> [実施事項]
1: ライブ評のうち、「Ba.高松さんの音色、音域、」を含む語句で始まり「7曲目『再生の朝』では、Gt.松本さんの美しいギターサウンドに酔いしれました。」で終わる部分を、一字一句違えずに書き写してください。
2: ライブ評によると、アンコールで披露された楽曲は何ですか。
3: ライブ評の文章を、途切れたところから書き継いでください。

> [原典文書]
囁く様に歌うと、小林さんにしか出せない独特な魅力がありますし、そこから張った声を出すとグッと心を掴まれる様な気持ちにさせられます。
3曲目に披露された『ブルックリン最終出口』では特にその魅力が溢れていたと思います。
4曲目『きれいな海へ』5曲目『sea’s sweep』で特に感じたのは、ベースとドラムのアビリティの高さです。
Ba.高松さんの音色、音域、フレーズ、ニュアンス、タッチそのどれもが心地よく、ボーカルと絶妙に被らない中低域の出方は計算され尽くしたものだと感じます。
特にベースのキャラクターの使い分けが絶妙で、出て欲しいところは出ていて、出なくて良い(他のパートが表に出る)場面ではスッと後ろに引くプレイスタイルは職人芸だと思います。
Dr.吉木さんのドラムは、流れではなく点として音の一つ一つを捉えているその正確性に脱帽します。
それはもはや音というよりも、迷うことの無い意志のようなものすら感じてしまいます。
太鼓、金物の音のテクスチャーもとても聴き心地が良いです。
そしてバンドサウンドとして、衝動的な魅せ方や轟音パートでも、楽器個々の音が可視化されている点も魅力です。
これは6曲目『236745981』で如実に現れていました。
7曲目『再生の朝』では、Gt.松本さんの美しいギターサウンドに酔いしれました。
後述しますが、まるで要塞のようなペダルボードから繰り出される空間的な広がりや、多彩な音色の数々は聴いていてワクワクします。
そこからもどんどんと盛り上がりを見せる中、13曲目『こわれる』が始まるとその熱はピークに。
ライブでも定番曲ですが、壊れそうな声で絶唱する小林さんとファズの衝動感は何度聞いても心が震えてしまいます。
そしてアンコール。
披露された楽曲は、小林さん自ら「特別な曲」と語る『GIFT』
頭からGt.松本さんのレスポールから出される乾いたクランチの単調なフレーズが続き、喪失感や虚無感を感じさせるのですが、そのフレーズが楽曲の最後まで続きます。

> [資料データ]
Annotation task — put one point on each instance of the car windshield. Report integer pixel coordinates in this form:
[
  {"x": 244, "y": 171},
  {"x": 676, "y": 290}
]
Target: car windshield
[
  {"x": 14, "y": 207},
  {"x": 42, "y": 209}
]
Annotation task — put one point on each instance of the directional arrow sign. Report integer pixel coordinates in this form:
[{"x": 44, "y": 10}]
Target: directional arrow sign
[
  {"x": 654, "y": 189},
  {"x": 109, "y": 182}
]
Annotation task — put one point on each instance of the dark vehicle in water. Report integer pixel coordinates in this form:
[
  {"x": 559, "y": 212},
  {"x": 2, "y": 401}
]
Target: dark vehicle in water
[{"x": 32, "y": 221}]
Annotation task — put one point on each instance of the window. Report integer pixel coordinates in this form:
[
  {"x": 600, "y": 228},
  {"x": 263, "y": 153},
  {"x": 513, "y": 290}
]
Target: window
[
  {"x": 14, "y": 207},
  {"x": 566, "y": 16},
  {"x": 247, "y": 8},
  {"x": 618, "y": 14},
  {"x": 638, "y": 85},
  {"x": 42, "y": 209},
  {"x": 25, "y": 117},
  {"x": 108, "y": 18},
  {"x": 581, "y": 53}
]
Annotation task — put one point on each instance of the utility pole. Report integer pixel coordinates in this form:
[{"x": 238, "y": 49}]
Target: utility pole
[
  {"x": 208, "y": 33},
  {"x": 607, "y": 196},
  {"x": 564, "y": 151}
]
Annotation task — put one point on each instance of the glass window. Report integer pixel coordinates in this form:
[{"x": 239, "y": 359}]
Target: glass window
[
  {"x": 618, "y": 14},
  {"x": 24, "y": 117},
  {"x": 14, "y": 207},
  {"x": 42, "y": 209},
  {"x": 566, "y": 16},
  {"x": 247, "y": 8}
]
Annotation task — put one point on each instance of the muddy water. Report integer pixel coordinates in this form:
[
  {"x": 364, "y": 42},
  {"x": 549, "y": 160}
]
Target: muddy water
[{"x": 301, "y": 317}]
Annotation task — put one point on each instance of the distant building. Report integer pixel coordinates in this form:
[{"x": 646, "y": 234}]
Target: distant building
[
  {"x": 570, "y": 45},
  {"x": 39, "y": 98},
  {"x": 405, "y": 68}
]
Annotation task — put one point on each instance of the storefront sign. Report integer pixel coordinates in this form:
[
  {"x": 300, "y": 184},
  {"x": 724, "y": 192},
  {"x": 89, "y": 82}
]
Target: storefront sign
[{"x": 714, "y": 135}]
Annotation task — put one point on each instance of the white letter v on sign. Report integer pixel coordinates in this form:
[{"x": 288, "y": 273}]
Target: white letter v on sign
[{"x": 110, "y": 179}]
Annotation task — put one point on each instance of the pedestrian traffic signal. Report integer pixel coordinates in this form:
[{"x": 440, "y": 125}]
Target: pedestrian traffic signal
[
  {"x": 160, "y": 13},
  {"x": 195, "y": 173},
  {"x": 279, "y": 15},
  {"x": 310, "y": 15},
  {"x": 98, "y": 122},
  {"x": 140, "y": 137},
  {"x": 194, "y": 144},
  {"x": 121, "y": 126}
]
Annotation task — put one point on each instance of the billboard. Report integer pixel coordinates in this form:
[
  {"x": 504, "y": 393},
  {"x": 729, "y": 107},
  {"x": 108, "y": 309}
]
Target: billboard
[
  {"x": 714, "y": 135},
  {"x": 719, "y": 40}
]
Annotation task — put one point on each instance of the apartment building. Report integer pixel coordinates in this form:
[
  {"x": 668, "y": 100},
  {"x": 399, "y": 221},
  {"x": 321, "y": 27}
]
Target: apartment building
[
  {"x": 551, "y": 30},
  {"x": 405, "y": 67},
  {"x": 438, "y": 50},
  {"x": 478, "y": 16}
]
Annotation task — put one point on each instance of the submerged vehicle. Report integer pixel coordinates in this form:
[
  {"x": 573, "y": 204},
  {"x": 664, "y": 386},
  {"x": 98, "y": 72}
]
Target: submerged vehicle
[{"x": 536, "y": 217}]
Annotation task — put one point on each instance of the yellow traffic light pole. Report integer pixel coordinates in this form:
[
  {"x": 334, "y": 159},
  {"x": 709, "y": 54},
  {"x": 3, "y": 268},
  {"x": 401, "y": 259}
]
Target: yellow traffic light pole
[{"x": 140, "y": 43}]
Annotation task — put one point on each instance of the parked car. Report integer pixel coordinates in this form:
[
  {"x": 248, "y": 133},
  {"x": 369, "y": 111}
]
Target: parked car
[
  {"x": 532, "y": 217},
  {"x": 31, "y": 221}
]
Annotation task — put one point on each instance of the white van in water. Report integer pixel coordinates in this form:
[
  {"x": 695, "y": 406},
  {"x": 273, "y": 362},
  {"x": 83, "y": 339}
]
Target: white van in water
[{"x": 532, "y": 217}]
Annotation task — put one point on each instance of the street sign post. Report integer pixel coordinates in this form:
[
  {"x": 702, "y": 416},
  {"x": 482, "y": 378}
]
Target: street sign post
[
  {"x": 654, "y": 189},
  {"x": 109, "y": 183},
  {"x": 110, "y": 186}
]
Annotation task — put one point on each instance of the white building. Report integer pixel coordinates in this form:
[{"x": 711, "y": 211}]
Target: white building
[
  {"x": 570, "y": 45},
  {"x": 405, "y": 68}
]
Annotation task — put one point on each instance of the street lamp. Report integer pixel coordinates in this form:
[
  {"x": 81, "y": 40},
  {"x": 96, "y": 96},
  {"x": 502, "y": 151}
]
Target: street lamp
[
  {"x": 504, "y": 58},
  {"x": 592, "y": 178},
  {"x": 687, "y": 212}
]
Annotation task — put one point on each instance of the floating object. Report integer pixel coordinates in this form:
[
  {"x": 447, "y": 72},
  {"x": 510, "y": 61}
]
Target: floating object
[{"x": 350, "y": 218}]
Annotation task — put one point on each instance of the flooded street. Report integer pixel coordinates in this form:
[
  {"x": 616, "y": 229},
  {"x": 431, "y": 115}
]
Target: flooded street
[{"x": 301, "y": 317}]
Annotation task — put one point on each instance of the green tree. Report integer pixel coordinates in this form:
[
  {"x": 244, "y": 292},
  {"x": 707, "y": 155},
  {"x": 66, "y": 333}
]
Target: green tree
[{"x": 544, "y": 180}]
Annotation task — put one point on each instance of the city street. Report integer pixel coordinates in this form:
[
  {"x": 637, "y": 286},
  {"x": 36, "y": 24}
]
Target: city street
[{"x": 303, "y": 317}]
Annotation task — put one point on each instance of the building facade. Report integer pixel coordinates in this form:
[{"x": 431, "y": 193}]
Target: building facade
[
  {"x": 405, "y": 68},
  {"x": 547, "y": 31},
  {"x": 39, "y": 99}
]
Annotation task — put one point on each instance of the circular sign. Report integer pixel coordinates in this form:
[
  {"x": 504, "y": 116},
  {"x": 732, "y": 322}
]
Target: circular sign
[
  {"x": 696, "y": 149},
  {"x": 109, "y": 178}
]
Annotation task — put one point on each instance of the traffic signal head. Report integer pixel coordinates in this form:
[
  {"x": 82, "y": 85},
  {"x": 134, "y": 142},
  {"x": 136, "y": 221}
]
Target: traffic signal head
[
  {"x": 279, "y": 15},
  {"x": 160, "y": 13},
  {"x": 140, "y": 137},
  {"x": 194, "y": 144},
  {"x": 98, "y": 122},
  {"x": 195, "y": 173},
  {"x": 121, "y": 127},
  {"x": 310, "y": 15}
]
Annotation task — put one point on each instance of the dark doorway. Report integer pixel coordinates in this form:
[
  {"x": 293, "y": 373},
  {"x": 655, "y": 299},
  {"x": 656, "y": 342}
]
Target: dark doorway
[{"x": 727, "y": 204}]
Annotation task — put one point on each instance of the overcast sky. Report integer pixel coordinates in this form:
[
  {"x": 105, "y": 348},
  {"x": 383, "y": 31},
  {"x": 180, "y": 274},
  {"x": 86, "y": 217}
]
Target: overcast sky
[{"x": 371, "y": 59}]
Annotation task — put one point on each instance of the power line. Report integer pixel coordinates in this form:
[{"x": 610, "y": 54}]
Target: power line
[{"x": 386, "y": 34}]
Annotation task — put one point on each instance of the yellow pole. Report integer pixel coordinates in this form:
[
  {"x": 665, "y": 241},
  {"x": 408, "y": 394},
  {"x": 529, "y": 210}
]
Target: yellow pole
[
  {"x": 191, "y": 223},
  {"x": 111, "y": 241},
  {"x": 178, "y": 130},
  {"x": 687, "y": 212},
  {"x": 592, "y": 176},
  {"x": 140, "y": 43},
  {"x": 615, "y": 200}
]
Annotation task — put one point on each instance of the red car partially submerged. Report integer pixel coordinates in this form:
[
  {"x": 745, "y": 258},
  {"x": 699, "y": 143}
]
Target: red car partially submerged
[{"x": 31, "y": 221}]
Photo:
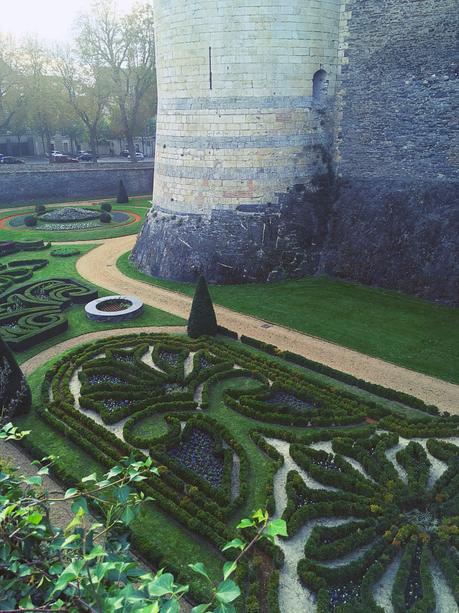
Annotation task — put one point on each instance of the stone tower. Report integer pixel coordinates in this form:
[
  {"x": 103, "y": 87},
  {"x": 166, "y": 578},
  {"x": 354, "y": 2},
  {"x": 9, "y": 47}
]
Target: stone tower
[{"x": 246, "y": 91}]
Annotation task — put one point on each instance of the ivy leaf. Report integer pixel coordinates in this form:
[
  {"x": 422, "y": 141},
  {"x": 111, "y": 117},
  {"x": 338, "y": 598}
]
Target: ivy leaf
[
  {"x": 227, "y": 591},
  {"x": 35, "y": 518},
  {"x": 260, "y": 516},
  {"x": 201, "y": 608},
  {"x": 34, "y": 480},
  {"x": 225, "y": 608},
  {"x": 91, "y": 477},
  {"x": 228, "y": 569},
  {"x": 80, "y": 504},
  {"x": 70, "y": 492},
  {"x": 236, "y": 543},
  {"x": 277, "y": 527},
  {"x": 162, "y": 585},
  {"x": 114, "y": 472},
  {"x": 70, "y": 539},
  {"x": 245, "y": 523},
  {"x": 171, "y": 606},
  {"x": 97, "y": 552},
  {"x": 201, "y": 569}
]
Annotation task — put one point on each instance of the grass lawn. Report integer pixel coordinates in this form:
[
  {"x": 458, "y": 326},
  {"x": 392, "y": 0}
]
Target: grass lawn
[
  {"x": 78, "y": 322},
  {"x": 382, "y": 323},
  {"x": 138, "y": 206},
  {"x": 152, "y": 526}
]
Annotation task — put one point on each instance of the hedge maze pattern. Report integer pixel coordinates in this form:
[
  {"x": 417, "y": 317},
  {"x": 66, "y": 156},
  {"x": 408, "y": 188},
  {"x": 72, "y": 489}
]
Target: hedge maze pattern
[
  {"x": 368, "y": 493},
  {"x": 32, "y": 313}
]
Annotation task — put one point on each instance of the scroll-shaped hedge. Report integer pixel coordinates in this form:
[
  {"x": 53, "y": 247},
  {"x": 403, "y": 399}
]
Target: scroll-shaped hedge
[{"x": 33, "y": 313}]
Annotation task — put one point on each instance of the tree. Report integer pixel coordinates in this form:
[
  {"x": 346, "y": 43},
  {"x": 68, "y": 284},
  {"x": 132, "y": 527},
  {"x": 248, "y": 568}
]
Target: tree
[
  {"x": 202, "y": 320},
  {"x": 87, "y": 566},
  {"x": 87, "y": 91},
  {"x": 125, "y": 46},
  {"x": 12, "y": 95},
  {"x": 15, "y": 394}
]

> [演習の解答]
1:
Ba.高松さんの音色、音域、フレーズ、ニュアンス、タッチそのどれもが心地よく、ボーカルと絶妙に被らない中低域の出方は計算され尽くしたものだと感じます。
特にベースのキャラクターの使い分けが絶妙で、出て欲しいところは出ていて、出なくて良い(他のパートが表に出る)場面ではスッと後ろに引くプレイスタイルは職人芸だと思います。
Dr.吉木さんのドラムは、流れではなく点として音の一つ一つを捉えているその正確性に脱帽します。
それはもはや音というよりも、迷うことの無い意志のようなものすら感じてしまいます。
太鼓、金物の音のテクスチャーもとても聴き心地が良いです。
そしてバンドサウンドとして、衝動的な魅せ方や轟音パートでも、楽器個々の音が可視化されている点も魅力です。
これは6曲目『236745981』で如実に現れていました。
7曲目『再生の朝』では、Gt.松本さんの美しいギターサウンドに酔いしれました。

2: 『GIFT』です。

3:
リードギターが頭から最後まで同じフレーズを鳴らし、ギタボが様々なリフを鳴らし他の楽器と相まって展開させていく。
これは珍しい構成だと思います。
他の楽曲とは根本的に考え方が違うというクリエイター/アーティストとしての訴えすら感じてしまいます。
そして思った事は、本当に音がデケェ。
小林さんのインプットケーブルには、Ecstasy Cable。アウトプットケーブルにはG-SPOT Cableを採用されています。
以前まではインプットケーブルには、QAC-222Gを使用されていましたが、Ecstasy Cableリリース後はこちらを愛用されています。
バンドアンサンブルにおいて、ダイナミックレンジは必ずしも広ければ良いという訳ではありません。
Ecstasy CableはQAC-222Gに比べるとレンジの広さは抑え気味ですが、豊潤な倍音成分や音の密度の濃さはピカイチです。
アンサンブルの中でも他の帯域を邪魔しない絶妙なバランスも魅力的で、小林さんの突き抜ける様なファズサウンドにもがっちりハマっていました。
さらにボード内のパッチケーブルには、Solderless Series、DCケーブルにはDC-3398LLが導入されています。
高耐久、高音質を謳う弊社のソルダーレスシステム、高解像度と類を見ないバランスの良さを持つDC-3398LL、この辺りは鉄板ですね。
一方LL/i 50 OFC R2.5、「伝統のオヤイデサウンドのDNAを脈々と受け継いだケーブル」とでも言いましょうか。
コストパフォーマンスに優れた製品で、オーディオファイルはもちろんの事、どういった用途でも安定して高得点を叩き出す優等生です。
ケーブルには「L/i50 OFC」を使用し、高純度OFCをじっくり低温焼鈍し、均質化され安定した伝送を実現しています。
ちなみに小林さんが使用している、L/i 50 OFC R2.5は生産が完了していますが、マイナーチェンジver.のL/i 50 OFC R3.0が御座います。
ノーベンバーズの音がそれぞれ抜けて聞こえるのは、その影響もあるのかもしれません。
またボード内には、小林さんと同じくSolderless SeriesとDC-3398LLを使用されています。
ソルダーレスパッチケーブルは今やペダルポードの必需品と言っても良いほど、数多くのプレイヤーに導入されています。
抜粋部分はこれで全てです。